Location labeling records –
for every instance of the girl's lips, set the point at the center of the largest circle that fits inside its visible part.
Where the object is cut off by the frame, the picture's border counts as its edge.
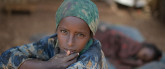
(69, 51)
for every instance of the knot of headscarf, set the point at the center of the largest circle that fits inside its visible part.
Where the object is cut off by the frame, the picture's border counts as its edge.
(84, 9)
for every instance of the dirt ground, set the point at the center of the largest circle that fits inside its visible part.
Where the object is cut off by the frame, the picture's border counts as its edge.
(17, 29)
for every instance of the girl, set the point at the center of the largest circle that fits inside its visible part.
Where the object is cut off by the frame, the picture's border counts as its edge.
(72, 47)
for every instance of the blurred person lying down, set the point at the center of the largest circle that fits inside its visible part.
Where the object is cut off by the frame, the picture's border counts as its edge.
(123, 52)
(76, 24)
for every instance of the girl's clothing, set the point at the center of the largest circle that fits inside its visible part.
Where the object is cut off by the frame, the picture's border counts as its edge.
(93, 58)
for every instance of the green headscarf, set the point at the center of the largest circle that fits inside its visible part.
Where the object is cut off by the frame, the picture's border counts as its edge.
(84, 9)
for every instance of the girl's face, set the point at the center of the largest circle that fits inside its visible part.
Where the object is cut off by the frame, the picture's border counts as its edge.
(73, 34)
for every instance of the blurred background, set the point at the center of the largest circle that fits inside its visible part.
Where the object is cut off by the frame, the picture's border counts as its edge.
(25, 21)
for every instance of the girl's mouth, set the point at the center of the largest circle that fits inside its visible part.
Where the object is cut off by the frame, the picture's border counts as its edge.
(69, 52)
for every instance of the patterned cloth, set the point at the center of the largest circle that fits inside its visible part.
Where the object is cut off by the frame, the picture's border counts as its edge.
(116, 47)
(44, 49)
(84, 9)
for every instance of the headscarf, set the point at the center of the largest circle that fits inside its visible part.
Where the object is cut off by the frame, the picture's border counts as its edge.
(84, 9)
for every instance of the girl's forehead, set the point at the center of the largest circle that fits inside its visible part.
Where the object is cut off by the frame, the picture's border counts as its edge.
(74, 23)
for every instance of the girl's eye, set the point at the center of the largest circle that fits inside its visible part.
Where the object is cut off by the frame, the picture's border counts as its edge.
(81, 35)
(64, 31)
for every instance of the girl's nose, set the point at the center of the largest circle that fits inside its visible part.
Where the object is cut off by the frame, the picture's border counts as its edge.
(70, 40)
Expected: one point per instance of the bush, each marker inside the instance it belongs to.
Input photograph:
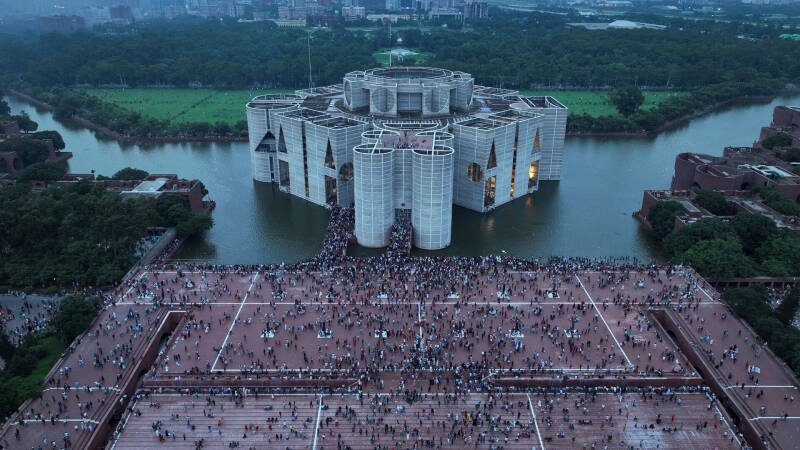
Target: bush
(42, 172)
(662, 217)
(791, 155)
(753, 230)
(682, 239)
(714, 202)
(74, 315)
(719, 258)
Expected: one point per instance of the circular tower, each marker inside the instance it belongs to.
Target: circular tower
(373, 192)
(432, 197)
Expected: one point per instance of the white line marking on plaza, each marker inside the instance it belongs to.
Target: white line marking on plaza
(83, 388)
(739, 386)
(604, 320)
(137, 282)
(316, 429)
(535, 421)
(47, 421)
(722, 418)
(124, 424)
(772, 418)
(233, 323)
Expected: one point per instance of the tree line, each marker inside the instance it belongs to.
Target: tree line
(28, 363)
(81, 234)
(510, 50)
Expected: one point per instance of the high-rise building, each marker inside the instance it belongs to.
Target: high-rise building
(406, 138)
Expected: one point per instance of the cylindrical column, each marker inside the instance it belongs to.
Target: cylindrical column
(257, 127)
(432, 197)
(373, 195)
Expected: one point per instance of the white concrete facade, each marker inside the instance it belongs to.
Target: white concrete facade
(406, 138)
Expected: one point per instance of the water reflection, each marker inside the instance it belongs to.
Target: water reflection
(588, 213)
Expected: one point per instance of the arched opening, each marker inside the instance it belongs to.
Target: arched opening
(329, 157)
(281, 141)
(330, 190)
(492, 163)
(533, 174)
(346, 172)
(489, 191)
(474, 172)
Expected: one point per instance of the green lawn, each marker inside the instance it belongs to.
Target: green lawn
(382, 57)
(210, 105)
(184, 105)
(597, 103)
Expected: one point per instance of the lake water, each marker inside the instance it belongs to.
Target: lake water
(587, 213)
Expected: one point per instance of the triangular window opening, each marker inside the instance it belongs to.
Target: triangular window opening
(281, 141)
(492, 159)
(329, 157)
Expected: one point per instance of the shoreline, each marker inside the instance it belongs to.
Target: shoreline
(678, 121)
(610, 134)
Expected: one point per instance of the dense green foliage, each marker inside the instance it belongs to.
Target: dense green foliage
(748, 245)
(80, 233)
(173, 211)
(30, 151)
(791, 155)
(662, 217)
(42, 172)
(27, 366)
(69, 102)
(55, 136)
(511, 50)
(75, 313)
(752, 305)
(29, 362)
(714, 202)
(777, 201)
(777, 140)
(673, 108)
(627, 99)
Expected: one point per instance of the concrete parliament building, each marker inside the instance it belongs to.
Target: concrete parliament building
(406, 138)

Written task –
Write the lines above out again exactly, without any of their pictures.

Exercise result –
for every instance of the girl's lips, set the point at the center of the largest circle that fits inside its visible part.
Where the object is cut off by the frame, the picture's border counts as its edge.
(69, 51)
for every instance of the knot of headscarf, set the point at the center of the largest circle that fits inside its visible part.
Where the object is cut off by the frame, the picture's border counts as its edge.
(84, 9)
for every instance of the dirt ground, set the point at the center of the largest circle that fits inside its visible part.
Where the object is cut off by the frame, the picture's border counts as its edge.
(17, 29)
for every instance of the girl, set the point at the center of the largest circle that fits inside its visible part.
Where the object is cut off by the frame, the picture's border counts as its edge.
(72, 47)
for every instance of the blurred person lying down, set the point at the center of the largest circle that fits inside its visible part.
Where the object is cut off by the frame, the picture's border counts as its edge.
(123, 52)
(76, 24)
for every instance of the girl's clothing, set the point at the center of the largest circle that fits inside its visible part.
Where the object is cut off by the frame, the picture's border counts as its edge.
(93, 58)
for every instance of the green headscarf, set the point at the center of the largest circle that fits inside its visible part.
Where the object is cut off by the frame, the picture's border counts as its edge.
(84, 9)
for every instance of the girl's face, set the point at the center of the largest circle that fits inside its visible part.
Where the object is cut off by the frame, the picture's border counts as its edge.
(73, 34)
for every instance of the blurred background, set the point at the center of the largest circle that fits inside its visible part.
Where the object is cut off by the frame, the picture's border counts as its edge.
(25, 21)
for every instance of the girl's mouth, set the point at the center of the largest circle that fits inside its visible part.
Where the object is cut off by the frame, the picture's border counts as its edge.
(69, 52)
for every instance of the patterned cloth, set the point at the center of the largest circle that fits inside its visible part.
Where the object is cut off by the frame, the picture's border counts as its edge.
(116, 47)
(44, 49)
(84, 9)
for every instance of the headscarf, set the point at the center of the largest circle that fits inside its visible part.
Where the object is cut off by the frame, the picture's border counts as its edge.
(84, 9)
for every instance of the girl's forehead, set the point at the center of the largest circle that fits inside its visible part.
Where the object is cut off by the frame, the picture's border counts as its edge.
(74, 23)
for every instance of the girl's eye, set the point at the center of the largest circle that fits inside its visible part.
Where the object is cut off by the frame, the picture's border counts as its edge.
(81, 35)
(64, 31)
for every instance of the girl's nose, set the point at the center of the largest circle that fits inside its visible part.
Where the object is cut off by the frame, the picture's border counts as its edge.
(70, 40)
Expected: one point per instance of the bush, each marker inside the instance it belongs to.
Input photograph:
Target: bush
(42, 172)
(662, 217)
(791, 155)
(753, 230)
(682, 239)
(714, 202)
(74, 315)
(719, 258)
Expected: one point per instance of the circular tower, each marker inside the instance it belongs to.
Target: circular tower
(373, 192)
(432, 197)
Expected: one point per instance of the white line marking on plaza, each marker inside the instance it belongs to.
Target: white line marking on plaza
(83, 388)
(739, 386)
(604, 320)
(137, 282)
(316, 429)
(535, 421)
(47, 421)
(722, 418)
(124, 424)
(772, 418)
(233, 323)
Expected: one point per instance of the tree line, each marker inside the instance it belongs to.
Target: tree line
(28, 363)
(81, 234)
(510, 50)
Expected: one point per instance of the high-rise building, each marker inside the instance it belongs to.
Target: high-rise building
(406, 138)
Expected: one point per instance of the cylindrical column, each marker inside the instance it belongs to.
Target: cylindrical column
(257, 127)
(432, 197)
(373, 195)
Expected: one point per instance of the white concrete facade, each marker inside the instance it belongs to.
Target: white concrete facade
(406, 138)
Expected: one point per instance of the water reflection, each marker inside the instance it belongs to.
Target: water reflection
(588, 213)
Expected: one point per instance of the arched opening, each marker inside the instance it belongs to.
Target: arched opening
(329, 157)
(281, 141)
(330, 190)
(492, 163)
(533, 174)
(346, 172)
(489, 191)
(474, 172)
Expected: one point per instance of the green lawn, each marker inside the instance it belongs to.
Target: green lawn
(382, 57)
(210, 105)
(184, 105)
(597, 103)
Expected: one point per instance of the lake water, each marker inside the instance it belongs to.
Target: lake water
(587, 213)
Expected: one point per instance of the triangular window opening, each marker inside the instance it belongs to.
Target: triangular window opening
(281, 141)
(492, 159)
(329, 157)
Expected: one point per instance of the shoreline, each marker inside the instance it belongs to.
Target: shoreline
(678, 121)
(610, 134)
Expected: one point per instance of the dense green foliage, each marker inside the instance it belongs to.
Target: dense green foliage
(748, 245)
(80, 233)
(173, 211)
(30, 151)
(791, 155)
(662, 217)
(42, 172)
(27, 366)
(69, 102)
(55, 136)
(511, 50)
(75, 313)
(752, 305)
(29, 362)
(714, 202)
(777, 201)
(777, 140)
(673, 108)
(627, 99)
Expected: one point per instance of the concrete parliament building, each marker inside the instance it belongs to.
Target: concrete parliament building
(406, 138)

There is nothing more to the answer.